◆ **PROVIDED PASSAGE**
▼

Have You Herd? Ruminants, Grazing and the Future of Sustainable Viticulture

Chewing the cud with Jordan Lonborg and Nathan Stuart from Tablas Creek Vineyard in Paso Robles, CA.

At Arable, we are always talking about what we are doing right, how we can do better, and ways we can measure the difference. It is fun to meet others with a similar mindset towards sustainable farming. Here we talk with some of the viticulture team at Tablas Creek to learn about their vineyard, livestock practice, Demeter certification and, of course, their sheep.
Our visit to Driscoll’s
Ruminants among the vines at Tablas Creek Vineyard (photo by Brittany App).
Arable Labs: It has been a wild season for California winegrapes; finally the end of the drought, record-breaking heat spikes at the end of August and early September, and then the horrific fires all across Napa last month.

▲

◆ **GIVEN ENTRIES**
▼

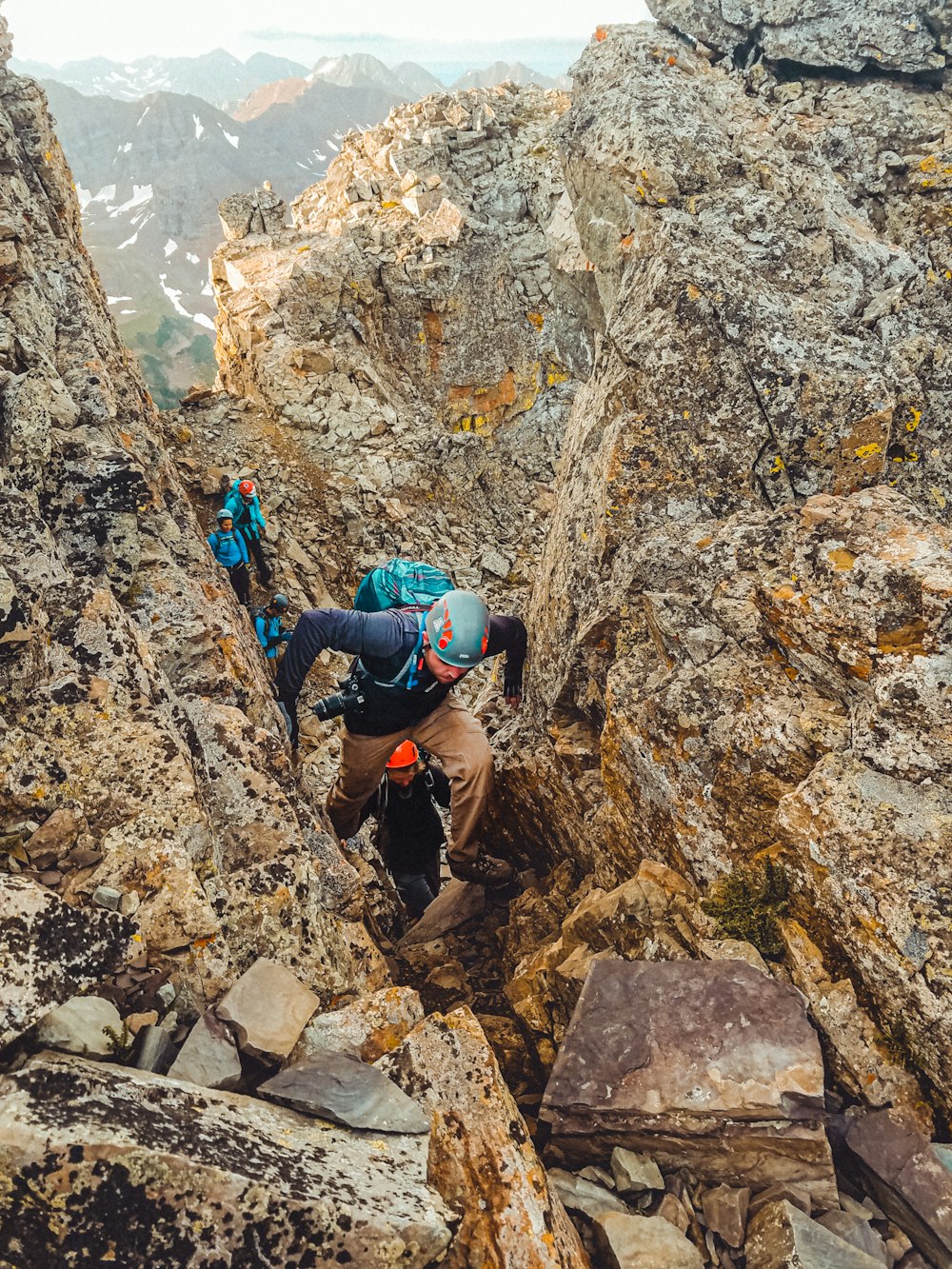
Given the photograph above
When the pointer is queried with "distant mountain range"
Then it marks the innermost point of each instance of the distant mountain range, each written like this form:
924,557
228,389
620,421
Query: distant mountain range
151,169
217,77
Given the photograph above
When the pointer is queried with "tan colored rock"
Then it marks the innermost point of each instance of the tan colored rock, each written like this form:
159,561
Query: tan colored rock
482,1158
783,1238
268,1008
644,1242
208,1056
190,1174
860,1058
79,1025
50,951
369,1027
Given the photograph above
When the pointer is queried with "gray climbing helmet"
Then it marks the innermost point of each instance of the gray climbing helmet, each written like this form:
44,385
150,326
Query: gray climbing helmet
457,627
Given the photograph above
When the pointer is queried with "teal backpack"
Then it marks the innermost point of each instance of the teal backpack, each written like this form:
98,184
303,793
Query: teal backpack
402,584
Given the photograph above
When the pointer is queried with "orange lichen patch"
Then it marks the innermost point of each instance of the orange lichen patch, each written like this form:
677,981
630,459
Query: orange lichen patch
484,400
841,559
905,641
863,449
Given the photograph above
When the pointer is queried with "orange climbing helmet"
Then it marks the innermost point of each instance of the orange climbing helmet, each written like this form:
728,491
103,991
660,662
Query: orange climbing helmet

▲

Copy word for word the part of the Tablas Creek interview that begins with the words containing "Chewing the cud" and ends with "course, their sheep.".

◆ **CORRECT ANSWER**
Chewing the cud with Jordan Lonborg and Nathan Stuart from Tablas Creek Vineyard in Paso Robles, CA.

At Arable, we are always talking about what we are doing right, how we can do better, and ways we can measure the difference. It is fun to meet others with a similar mindset towards sustainable farming. Here we talk with some of the viticulture team at Tablas Creek to learn about their vineyard, livestock practice, Demeter certification and, of course, their sheep.